▶ What the task requires:
Copy exactly the lines from the "else: point(68, 139)." line to the end, both included, and nothing else.

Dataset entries
•••••

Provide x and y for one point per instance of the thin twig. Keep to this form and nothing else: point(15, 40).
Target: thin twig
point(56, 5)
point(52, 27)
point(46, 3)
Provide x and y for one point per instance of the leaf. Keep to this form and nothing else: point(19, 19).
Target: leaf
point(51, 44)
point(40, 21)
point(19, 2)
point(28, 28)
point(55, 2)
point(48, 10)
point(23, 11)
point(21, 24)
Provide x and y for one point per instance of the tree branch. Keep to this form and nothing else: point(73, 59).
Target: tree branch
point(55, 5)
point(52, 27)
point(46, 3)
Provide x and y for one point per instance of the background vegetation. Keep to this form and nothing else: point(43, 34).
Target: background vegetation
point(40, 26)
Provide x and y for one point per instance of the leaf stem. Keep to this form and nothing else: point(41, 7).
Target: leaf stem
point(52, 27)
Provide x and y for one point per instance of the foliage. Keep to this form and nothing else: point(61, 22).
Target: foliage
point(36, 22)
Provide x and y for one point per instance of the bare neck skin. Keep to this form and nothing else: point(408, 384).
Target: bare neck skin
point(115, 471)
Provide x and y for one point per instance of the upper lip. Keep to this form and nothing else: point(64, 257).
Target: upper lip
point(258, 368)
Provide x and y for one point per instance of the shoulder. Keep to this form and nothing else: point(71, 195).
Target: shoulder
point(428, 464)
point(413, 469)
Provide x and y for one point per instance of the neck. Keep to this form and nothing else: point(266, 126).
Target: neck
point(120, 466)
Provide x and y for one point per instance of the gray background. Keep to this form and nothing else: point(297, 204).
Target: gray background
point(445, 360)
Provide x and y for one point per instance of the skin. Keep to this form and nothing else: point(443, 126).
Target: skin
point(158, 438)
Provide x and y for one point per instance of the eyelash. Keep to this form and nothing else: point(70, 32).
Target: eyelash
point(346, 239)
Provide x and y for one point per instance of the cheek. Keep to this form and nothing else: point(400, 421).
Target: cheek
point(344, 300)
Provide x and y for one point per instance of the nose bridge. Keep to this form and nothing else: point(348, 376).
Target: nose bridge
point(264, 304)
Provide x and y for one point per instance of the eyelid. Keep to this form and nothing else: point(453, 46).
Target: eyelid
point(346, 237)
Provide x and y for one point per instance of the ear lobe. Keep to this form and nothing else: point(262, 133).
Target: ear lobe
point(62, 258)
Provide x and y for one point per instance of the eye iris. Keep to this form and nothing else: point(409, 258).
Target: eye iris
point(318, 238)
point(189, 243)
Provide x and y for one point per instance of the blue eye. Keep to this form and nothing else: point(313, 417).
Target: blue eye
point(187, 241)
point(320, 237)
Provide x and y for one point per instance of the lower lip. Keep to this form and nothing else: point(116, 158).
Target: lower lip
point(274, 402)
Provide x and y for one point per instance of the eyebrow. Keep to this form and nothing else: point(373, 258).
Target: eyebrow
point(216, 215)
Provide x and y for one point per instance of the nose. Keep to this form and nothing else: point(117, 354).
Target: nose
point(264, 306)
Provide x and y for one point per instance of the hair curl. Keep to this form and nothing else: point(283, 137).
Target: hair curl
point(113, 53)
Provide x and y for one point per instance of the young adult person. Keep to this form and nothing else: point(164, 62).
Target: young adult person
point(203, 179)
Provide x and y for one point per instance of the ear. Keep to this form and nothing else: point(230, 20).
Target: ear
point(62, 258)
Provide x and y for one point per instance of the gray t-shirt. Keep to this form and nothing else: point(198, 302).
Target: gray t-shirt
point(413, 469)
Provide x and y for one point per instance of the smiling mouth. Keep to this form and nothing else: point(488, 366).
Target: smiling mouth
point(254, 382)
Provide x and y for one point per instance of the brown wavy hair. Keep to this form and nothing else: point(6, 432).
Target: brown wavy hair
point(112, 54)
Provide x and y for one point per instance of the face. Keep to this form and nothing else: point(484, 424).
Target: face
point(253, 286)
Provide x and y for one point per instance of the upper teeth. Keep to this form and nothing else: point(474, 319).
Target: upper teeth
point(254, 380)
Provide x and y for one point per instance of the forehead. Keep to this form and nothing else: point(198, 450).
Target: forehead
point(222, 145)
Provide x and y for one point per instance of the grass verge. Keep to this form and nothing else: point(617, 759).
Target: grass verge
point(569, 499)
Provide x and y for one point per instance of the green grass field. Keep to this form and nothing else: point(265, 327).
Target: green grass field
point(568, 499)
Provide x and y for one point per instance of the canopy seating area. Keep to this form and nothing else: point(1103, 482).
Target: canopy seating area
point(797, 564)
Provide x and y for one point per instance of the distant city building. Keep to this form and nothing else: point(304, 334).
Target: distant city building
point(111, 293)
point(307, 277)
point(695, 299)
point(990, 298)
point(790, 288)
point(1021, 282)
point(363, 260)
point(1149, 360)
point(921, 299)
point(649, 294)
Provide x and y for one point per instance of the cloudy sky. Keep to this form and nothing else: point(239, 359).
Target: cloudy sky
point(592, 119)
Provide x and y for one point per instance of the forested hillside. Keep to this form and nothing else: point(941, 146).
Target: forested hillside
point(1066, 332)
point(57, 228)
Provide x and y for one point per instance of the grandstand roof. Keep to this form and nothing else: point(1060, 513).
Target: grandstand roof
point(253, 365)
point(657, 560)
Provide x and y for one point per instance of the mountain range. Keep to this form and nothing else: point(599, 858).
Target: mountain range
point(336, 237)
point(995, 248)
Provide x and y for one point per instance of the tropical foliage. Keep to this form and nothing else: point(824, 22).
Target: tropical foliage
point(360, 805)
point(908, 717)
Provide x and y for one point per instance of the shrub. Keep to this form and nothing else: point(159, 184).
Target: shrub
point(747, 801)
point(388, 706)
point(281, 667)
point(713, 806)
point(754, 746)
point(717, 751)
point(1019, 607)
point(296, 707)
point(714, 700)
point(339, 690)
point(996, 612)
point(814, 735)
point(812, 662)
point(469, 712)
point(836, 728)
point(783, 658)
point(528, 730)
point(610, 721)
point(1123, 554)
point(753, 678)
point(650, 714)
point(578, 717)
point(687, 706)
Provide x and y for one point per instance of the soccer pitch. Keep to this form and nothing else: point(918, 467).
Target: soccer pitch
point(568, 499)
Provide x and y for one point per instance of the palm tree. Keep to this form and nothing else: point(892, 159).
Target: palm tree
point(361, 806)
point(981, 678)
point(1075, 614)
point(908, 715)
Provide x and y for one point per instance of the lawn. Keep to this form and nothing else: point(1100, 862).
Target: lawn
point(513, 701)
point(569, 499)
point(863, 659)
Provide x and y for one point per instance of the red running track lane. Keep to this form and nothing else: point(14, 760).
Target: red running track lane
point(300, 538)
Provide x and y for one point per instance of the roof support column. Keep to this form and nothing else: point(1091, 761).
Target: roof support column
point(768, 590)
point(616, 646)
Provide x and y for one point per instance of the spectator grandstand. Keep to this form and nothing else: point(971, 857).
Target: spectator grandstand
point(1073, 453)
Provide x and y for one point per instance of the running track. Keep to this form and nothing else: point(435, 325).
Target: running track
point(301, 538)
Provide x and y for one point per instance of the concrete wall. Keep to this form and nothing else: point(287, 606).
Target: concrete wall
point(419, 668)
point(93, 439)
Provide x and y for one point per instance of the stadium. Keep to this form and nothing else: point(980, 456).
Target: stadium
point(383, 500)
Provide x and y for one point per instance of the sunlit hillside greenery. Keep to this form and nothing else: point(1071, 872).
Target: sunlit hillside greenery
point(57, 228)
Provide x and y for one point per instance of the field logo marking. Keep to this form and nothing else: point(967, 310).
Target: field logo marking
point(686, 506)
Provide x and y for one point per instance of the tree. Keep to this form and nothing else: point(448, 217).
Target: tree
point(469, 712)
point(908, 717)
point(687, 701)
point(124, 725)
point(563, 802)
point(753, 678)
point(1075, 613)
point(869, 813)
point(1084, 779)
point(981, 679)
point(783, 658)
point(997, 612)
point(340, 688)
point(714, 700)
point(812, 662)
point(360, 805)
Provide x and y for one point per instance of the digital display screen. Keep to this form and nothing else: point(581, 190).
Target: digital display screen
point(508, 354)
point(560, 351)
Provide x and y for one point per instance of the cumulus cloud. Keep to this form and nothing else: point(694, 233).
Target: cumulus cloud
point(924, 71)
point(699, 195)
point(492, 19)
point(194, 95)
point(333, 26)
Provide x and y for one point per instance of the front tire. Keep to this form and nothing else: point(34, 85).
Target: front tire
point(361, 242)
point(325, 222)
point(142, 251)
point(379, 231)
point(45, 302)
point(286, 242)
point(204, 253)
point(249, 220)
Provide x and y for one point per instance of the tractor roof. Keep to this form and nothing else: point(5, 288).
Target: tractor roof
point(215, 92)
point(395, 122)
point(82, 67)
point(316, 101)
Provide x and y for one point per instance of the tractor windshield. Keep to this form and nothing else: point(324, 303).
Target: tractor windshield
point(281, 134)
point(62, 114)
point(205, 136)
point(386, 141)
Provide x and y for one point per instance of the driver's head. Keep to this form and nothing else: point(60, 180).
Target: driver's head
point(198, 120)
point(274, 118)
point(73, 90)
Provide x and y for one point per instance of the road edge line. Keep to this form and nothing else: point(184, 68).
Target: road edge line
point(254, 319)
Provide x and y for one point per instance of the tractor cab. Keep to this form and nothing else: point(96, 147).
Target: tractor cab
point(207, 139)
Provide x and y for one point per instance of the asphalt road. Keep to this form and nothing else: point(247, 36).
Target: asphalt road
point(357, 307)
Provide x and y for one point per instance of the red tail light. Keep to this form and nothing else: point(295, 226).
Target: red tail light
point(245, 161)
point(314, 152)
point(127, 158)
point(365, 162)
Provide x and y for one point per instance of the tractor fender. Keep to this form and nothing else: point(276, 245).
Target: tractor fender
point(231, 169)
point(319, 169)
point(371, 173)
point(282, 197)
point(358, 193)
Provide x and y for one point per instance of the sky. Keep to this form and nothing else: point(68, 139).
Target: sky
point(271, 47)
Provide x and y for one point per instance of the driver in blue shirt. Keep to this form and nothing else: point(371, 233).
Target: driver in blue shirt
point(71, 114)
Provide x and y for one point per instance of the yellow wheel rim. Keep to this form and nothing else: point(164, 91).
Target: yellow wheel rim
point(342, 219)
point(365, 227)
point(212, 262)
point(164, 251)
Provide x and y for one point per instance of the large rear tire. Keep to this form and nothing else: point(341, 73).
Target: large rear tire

•••••

▶ Answer to this exercise:
Provide x and y for one point per instance of the sky. Keep to this form and nothing else: point(68, 139).
Target: sky
point(271, 47)
Provide x and y for one point per instance of the driver in blue shirt. Keep to this form and nothing else: point(371, 233).
Target: driver in blue shirt
point(71, 114)
Provide x and y for one point per instance of the yellow wheel rim. Keep to this form and nothing else: point(164, 91).
Target: yellow wheel rim
point(342, 219)
point(365, 227)
point(212, 262)
point(164, 251)
Provide x and y for one point per instance of the large rear tire. Keep to this form and nothing else: point(341, 73).
Target: large rear tire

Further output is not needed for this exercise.